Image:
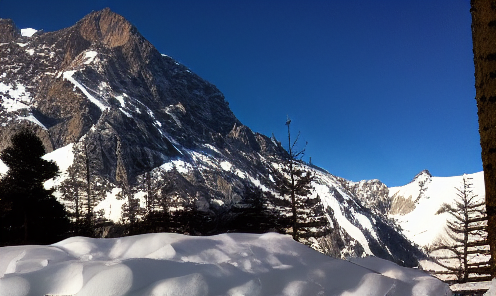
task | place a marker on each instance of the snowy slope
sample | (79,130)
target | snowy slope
(173,264)
(422,226)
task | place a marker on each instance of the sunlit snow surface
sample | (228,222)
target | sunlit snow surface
(422,225)
(28,32)
(174,264)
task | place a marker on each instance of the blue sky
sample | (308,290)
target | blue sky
(378,89)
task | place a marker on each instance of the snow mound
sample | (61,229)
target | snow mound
(226,264)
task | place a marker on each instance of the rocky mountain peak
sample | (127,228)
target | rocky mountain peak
(107,27)
(8,31)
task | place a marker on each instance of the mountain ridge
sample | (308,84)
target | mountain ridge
(100,83)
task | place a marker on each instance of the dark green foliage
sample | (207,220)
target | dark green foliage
(467,231)
(254,215)
(83,189)
(31,213)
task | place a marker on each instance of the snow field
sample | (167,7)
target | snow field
(422,225)
(174,264)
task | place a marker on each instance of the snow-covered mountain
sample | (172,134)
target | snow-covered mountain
(102,83)
(226,264)
(414,205)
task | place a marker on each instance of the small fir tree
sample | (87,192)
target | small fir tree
(33,215)
(467,232)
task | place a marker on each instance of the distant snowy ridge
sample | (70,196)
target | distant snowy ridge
(227,264)
(421,224)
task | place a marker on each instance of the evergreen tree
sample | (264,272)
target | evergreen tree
(467,232)
(84,188)
(295,181)
(33,215)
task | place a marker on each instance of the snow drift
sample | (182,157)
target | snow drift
(226,264)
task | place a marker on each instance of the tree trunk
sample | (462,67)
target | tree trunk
(484,48)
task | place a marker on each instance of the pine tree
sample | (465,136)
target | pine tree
(84,188)
(34,215)
(467,232)
(484,48)
(295,181)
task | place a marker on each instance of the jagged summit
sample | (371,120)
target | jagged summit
(425,174)
(8,31)
(107,27)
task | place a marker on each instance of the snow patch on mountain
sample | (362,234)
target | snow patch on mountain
(28,32)
(68,75)
(422,225)
(15,97)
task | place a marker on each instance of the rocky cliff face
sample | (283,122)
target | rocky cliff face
(100,82)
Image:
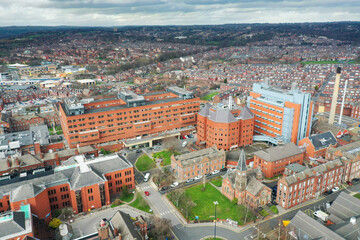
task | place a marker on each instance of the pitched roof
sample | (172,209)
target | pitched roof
(323,140)
(345,206)
(246,113)
(221,115)
(278,152)
(26,191)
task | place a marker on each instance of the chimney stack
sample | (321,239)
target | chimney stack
(335,95)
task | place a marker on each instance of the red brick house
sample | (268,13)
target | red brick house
(316,145)
(272,161)
(245,185)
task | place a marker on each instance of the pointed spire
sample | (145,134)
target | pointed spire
(242,161)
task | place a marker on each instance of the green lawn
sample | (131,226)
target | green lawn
(145,163)
(127,198)
(263,213)
(357,195)
(140,203)
(217,181)
(205,209)
(209,96)
(274,209)
(166,155)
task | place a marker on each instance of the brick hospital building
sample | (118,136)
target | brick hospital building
(129,116)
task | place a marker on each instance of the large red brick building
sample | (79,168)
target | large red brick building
(82,183)
(308,184)
(272,161)
(227,127)
(317,145)
(245,185)
(128,116)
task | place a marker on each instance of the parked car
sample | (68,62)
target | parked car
(355,180)
(175,184)
(198,177)
(327,192)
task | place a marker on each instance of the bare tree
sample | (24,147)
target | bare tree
(176,196)
(160,227)
(188,204)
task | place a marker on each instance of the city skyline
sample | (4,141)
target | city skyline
(184,12)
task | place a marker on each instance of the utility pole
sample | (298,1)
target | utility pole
(215,203)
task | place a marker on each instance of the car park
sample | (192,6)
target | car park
(175,184)
(198,177)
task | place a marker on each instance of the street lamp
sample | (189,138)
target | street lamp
(215,203)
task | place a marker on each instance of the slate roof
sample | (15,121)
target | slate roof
(246,113)
(306,227)
(345,206)
(278,152)
(123,223)
(222,115)
(323,140)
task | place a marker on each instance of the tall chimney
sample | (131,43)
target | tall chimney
(335,94)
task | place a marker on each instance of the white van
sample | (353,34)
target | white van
(146,177)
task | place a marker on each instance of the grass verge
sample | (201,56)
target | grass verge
(145,163)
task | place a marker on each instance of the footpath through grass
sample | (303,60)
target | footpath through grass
(217,181)
(140,204)
(145,163)
(205,208)
(209,96)
(166,156)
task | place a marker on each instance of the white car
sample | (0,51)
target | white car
(198,177)
(175,184)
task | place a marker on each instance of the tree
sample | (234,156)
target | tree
(55,223)
(160,227)
(188,204)
(176,196)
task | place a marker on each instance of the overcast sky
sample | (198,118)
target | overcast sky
(169,12)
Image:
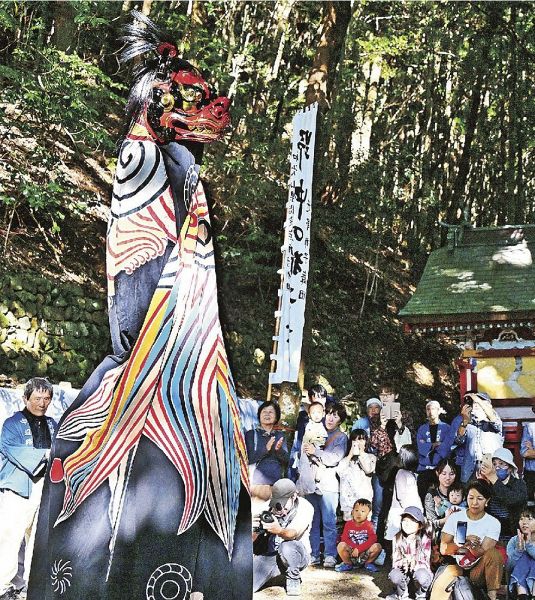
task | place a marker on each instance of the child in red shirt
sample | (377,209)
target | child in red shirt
(359,540)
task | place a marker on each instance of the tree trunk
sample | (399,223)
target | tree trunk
(320,80)
(458,192)
(64,37)
(361,136)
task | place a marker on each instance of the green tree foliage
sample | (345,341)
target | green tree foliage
(429,117)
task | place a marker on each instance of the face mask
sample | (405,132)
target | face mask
(409,526)
(502,474)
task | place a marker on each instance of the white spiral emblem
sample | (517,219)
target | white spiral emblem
(169,582)
(61,575)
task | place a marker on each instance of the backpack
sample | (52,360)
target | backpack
(461,589)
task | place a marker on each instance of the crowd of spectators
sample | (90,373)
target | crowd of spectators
(443,503)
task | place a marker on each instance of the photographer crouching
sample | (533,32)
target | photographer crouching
(281,538)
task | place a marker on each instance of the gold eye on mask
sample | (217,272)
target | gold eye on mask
(167,101)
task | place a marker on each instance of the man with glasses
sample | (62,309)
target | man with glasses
(24,450)
(285,527)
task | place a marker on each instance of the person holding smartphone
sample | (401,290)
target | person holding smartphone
(267,452)
(473,433)
(521,555)
(470,536)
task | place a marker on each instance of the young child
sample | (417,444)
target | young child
(355,472)
(359,541)
(521,556)
(411,556)
(454,502)
(310,467)
(316,394)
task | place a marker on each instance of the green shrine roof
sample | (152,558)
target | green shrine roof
(483,276)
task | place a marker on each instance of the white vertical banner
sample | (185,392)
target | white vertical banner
(296,248)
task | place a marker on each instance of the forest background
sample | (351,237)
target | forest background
(427,115)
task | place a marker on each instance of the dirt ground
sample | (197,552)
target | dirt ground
(326,584)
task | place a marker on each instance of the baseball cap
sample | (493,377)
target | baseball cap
(373,401)
(482,395)
(505,455)
(415,513)
(281,491)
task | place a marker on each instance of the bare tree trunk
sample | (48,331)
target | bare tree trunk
(64,37)
(320,80)
(283,25)
(458,192)
(361,136)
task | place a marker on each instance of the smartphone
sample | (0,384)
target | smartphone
(385,411)
(460,534)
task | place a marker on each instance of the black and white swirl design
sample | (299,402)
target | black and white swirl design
(61,576)
(140,178)
(169,582)
(190,184)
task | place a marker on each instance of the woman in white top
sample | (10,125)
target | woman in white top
(405,489)
(475,548)
(355,473)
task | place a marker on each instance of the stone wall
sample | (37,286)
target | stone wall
(50,328)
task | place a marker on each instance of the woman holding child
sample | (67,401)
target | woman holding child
(267,451)
(438,505)
(325,500)
(470,536)
(355,472)
(521,556)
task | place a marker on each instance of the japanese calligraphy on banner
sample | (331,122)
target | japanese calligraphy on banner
(296,248)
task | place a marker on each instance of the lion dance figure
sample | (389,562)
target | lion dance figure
(146,494)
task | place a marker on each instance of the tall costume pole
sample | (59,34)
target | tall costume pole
(147,492)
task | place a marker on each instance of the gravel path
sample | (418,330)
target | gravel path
(326,584)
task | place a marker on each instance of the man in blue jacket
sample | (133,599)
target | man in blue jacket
(24,450)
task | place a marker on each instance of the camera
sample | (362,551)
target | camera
(468,400)
(265,517)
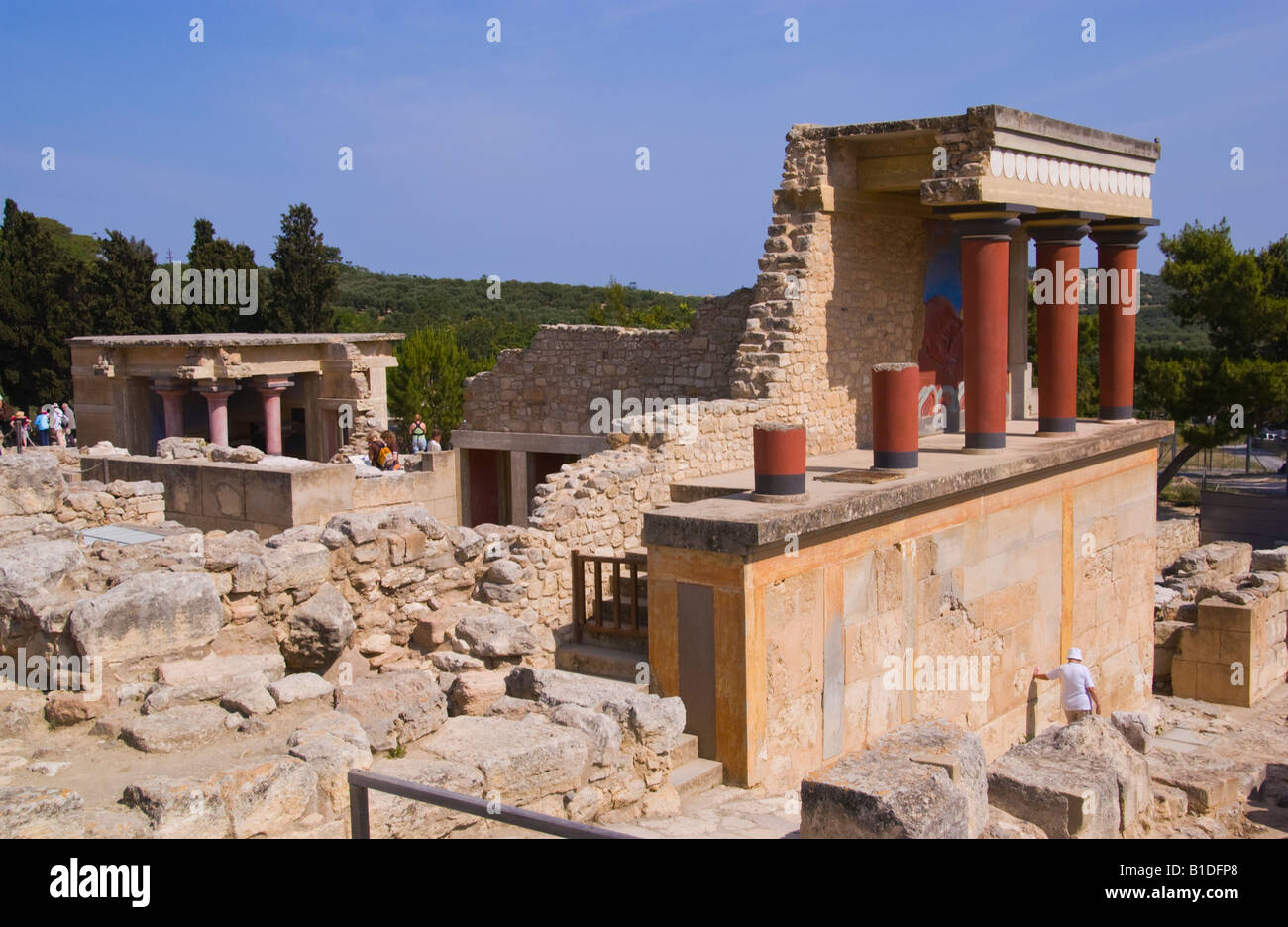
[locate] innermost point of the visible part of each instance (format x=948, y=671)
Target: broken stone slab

- **Your task**
Copy every line of the entries above word for word, omitting the pictures.

- **The result**
Image:
task | place a marker on each instance of the snowy slope
sample | (79,130)
target | snowy slope
(173,264)
(422,226)
task | place a marker on each instance of the sunlit snow surface
sample | (228,222)
target | sunlit snow surface
(422,225)
(28,32)
(174,264)
task | place a marker on each instance of the blue sky
sample | (308,290)
target | blue sky
(378,89)
task | place a marker on each instance of the snow mound
sample | (61,229)
target | snow mound
(226,264)
task | place a marker on each instance of the rocky mountain peak
sample | (127,228)
target | rocky mountain peak
(107,27)
(8,31)
task | place a marker on each instance of the mountain ridge
sample | (308,84)
target | mountain ridge
(100,83)
task | place a marker on each instance of the dark green foliage
sample | (207,220)
target | dark green foliage
(467,231)
(254,215)
(83,189)
(31,213)
task | place a marker on each instance of the snow field
sample | (167,7)
target | snow field
(422,225)
(174,264)
task | place a marker on each instance of the snow-covered mountain
sample | (172,134)
target | snow-covered mountain
(102,83)
(226,264)
(414,205)
task | place a marker on each instance of the small fir tree
sample | (87,192)
target | small fir tree
(33,215)
(467,232)
task | place a marker on each instance of the distant snowy ridge
sample | (70,196)
target | distant snowy ridge
(227,264)
(421,224)
task | place a marker on each instance of the evergreen tree
sample | (264,272)
target | evergreen tree
(467,232)
(84,188)
(295,181)
(33,215)
task | place a marker on each instance of the snow drift
sample | (182,157)
target | snow drift
(226,264)
task | place a marker on each instance of the tree trunk
sample | (462,67)
target | tree trunk
(484,48)
task | place a marker on each instance of the pine tree
sample | (465,136)
target | pine tree
(84,188)
(34,215)
(467,232)
(484,48)
(295,181)
task | place a marker on each instance of the jagged summit
sample | (371,120)
target | jagged summit
(425,174)
(8,31)
(107,27)
task | place a marker on each instance of the snow patch on mountain
sample | (362,234)
target | snow patch on mountain
(28,32)
(68,75)
(422,225)
(15,97)
task | place a marker on each instance of the rocky cliff face
sample | (283,122)
target | rocky cliff face
(100,82)
Image:
task | place a marker on each instance of the pitched roof
sample | (172,209)
target | pitched roof
(323,140)
(345,206)
(246,113)
(221,115)
(278,152)
(26,191)
task | place a marker on each instance of the chimney stack
sample | (321,239)
target | chimney stack
(335,95)
task | place a marker on each instance of the red brick house
sample | (268,13)
target | red brick house
(316,145)
(272,161)
(245,185)
task | place a marker on each instance of the pointed spire
sample | (145,134)
target | pointed spire
(242,161)
task | place a marker on each instance of the green lawn
sample | (131,226)
target | green lawn
(145,163)
(127,198)
(263,213)
(357,195)
(140,203)
(217,181)
(205,209)
(209,96)
(274,209)
(166,155)
task | place a marker on each instance of the brick hospital building
sample | (118,136)
target | brick hospital building
(129,116)
task | place a marker on each instance of the large red brick building
sample | (79,168)
target | large red brick building
(82,183)
(308,184)
(272,161)
(227,127)
(317,145)
(245,185)
(128,116)
task | place a marker on each instance of the parked car
sample | (68,62)
target | parked car
(355,180)
(175,184)
(198,177)
(327,192)
task | place a marker on each instance of the bare tree
sample | (24,147)
target | bare tree
(176,196)
(160,227)
(188,204)
task | place a marker on each instance of the city skyline
sample | (4,141)
target | city skyline
(184,12)
task | place a marker on each instance of the utility pole
sample | (298,1)
target | utility pole
(215,203)
task | place a marker on each instance of the car park
sample | (192,6)
target | car park
(175,184)
(198,177)
task | place a marker on each instance of the street lamp
sample | (189,138)
target | street lamp
(215,203)
task | place a marker on each instance of the slate roof
sample | (15,121)
target | slate roof
(246,113)
(306,227)
(345,206)
(278,152)
(123,223)
(222,115)
(323,140)
task | place a marker on each instance of the tall chimney
sample | (131,43)
target | tall chimney
(335,94)
task | place a marker on each instance of the white van
sample | (353,34)
target | white van
(146,177)
task | place a marker on each instance of the grass verge
sample | (201,56)
target | grass verge
(145,163)
task | place a marker on each instance of the footpath through grass
sample | (303,60)
target | footpath through grass
(217,181)
(140,204)
(145,163)
(205,208)
(209,96)
(166,156)
task | place a marker on each instance of the white car
sample | (0,51)
target | white car
(198,177)
(175,184)
task | place a marker on each instance of the tree
sample | (234,156)
target | tree
(55,223)
(160,227)
(188,204)
(176,196)
task | place a marker on each instance of the overcast sky
sample | (198,118)
target | overcast sky
(169,12)
Image:
task | place a marker on each instance of the child in red shirt
sample | (377,209)
target | child in red shirt
(359,540)
task | place a marker on each instance of the tree trunk
sample | (399,223)
target | tree trunk
(320,80)
(458,192)
(64,37)
(361,136)
task | place a marker on each instance of the green tree foliage
sample | (345,341)
target | green tree foliage
(429,117)
task | place a marker on each instance of the face mask
sample | (405,132)
target | face mask
(409,526)
(502,474)
task | place a marker on each instance of the white spiral emblem
sample | (517,219)
target | white spiral emblem
(169,582)
(61,575)
task | place a marker on each instance of the backpack
sample | (52,360)
target | backpack
(461,589)
task | place a marker on each instance of the crowd of spectators
sample | (90,373)
target | crowd of spectators
(443,503)
task | place a marker on each instance of the photographer crouching
sample | (533,32)
target | photographer crouching
(281,538)
task | place a marker on each instance of the gold eye on mask
sample | (217,272)
target | gold eye on mask
(167,101)
task | place a marker on each instance of the man with glasses
sample | (62,309)
target | man with glasses
(24,450)
(285,527)
task | place a marker on each instance of the person holding smartphone
sample | (401,290)
target | person holding smartphone
(267,452)
(473,433)
(521,555)
(470,536)
task | place a marker on each instance of the young child
sample | (417,444)
target | young child
(355,472)
(359,541)
(521,556)
(411,556)
(454,502)
(310,467)
(316,394)
task | place a marker on each instance of the green shrine roof
sample | (152,558)
target | green shrine roof
(483,276)
task | place a marker on each instance of the white vertical banner
sample | (185,392)
target | white vertical banner
(296,248)
task | place a marker on each instance of the forest background
sample | (351,237)
target | forest background
(427,115)
task | place a marker on each instance of the dirt ground
sample | (197,552)
target | dirt ground
(326,584)
task | place a marker on each instance of the baseball cap
sample | (493,377)
target | baseball cap
(373,401)
(482,395)
(505,455)
(415,513)
(281,491)
task | place a marker on each instance of the bare tree trunk
sample | (48,331)
target | bare tree trunk
(64,37)
(320,80)
(283,25)
(458,192)
(361,136)
task | place a marker on each instance of the smartphone
sample | (0,384)
target | smartphone
(385,411)
(460,534)
task | place a marker on each instance of the black and white swirl design
sample | (299,402)
target | black and white swirl design
(61,576)
(140,178)
(169,582)
(190,184)
task | place a marker on each instance of the woman in white top
sample | (10,125)
target | woman in white top
(405,489)
(475,548)
(355,473)
task | place a marker on each instance of the stone wall
sample | (37,286)
target | stone wall
(50,328)
task | place a marker on each instance of the woman holding child
sample | (67,401)
target | woman holding child
(267,451)
(438,505)
(325,500)
(470,536)
(355,472)
(521,556)
task | place a marker on each instance of the japanese calligraphy on banner
sample | (331,122)
target | japanese calligraphy on banner
(296,248)
task | place a marker on each instance of the lion dance figure
sample | (389,562)
target | lion dance figure
(146,494)
task | place a marker on each instance of the tall costume pole
sample | (59,34)
target | tall costume pole
(147,492)
task | place a marker on each instance of the gravel path
sample | (418,330)
target | gravel path
(326,584)
task | place a marker on each instance of the man in blue jacket
sample | (133,599)
target | man in blue jacket
(24,450)
task | place a marker on each instance of the camera
sample | (362,551)
target | camera
(468,400)
(265,517)
[locate] innermost point of the visible part of each instance (format x=948, y=671)
Target: broken stone slab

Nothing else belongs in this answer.